**입력 데이터**
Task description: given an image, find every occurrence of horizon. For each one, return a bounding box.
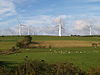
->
[0,0,100,35]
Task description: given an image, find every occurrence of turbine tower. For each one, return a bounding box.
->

**주어진 지시**
위 데이터 전체를 한 줄당 문자열 하나로 된 JSON 목록으로 바꿔 쓰십시오. 빈 줄과 그림은 넣지 마십시오.

**응답**
[
  "Task description: given an image, find every occurrence of horizon. For each one, return a bounding box.",
  "->",
  "[0,0,100,35]",
  "Task description: given an image, find every occurrence of turbine tower. For each one, return a bounding box.",
  "->"
]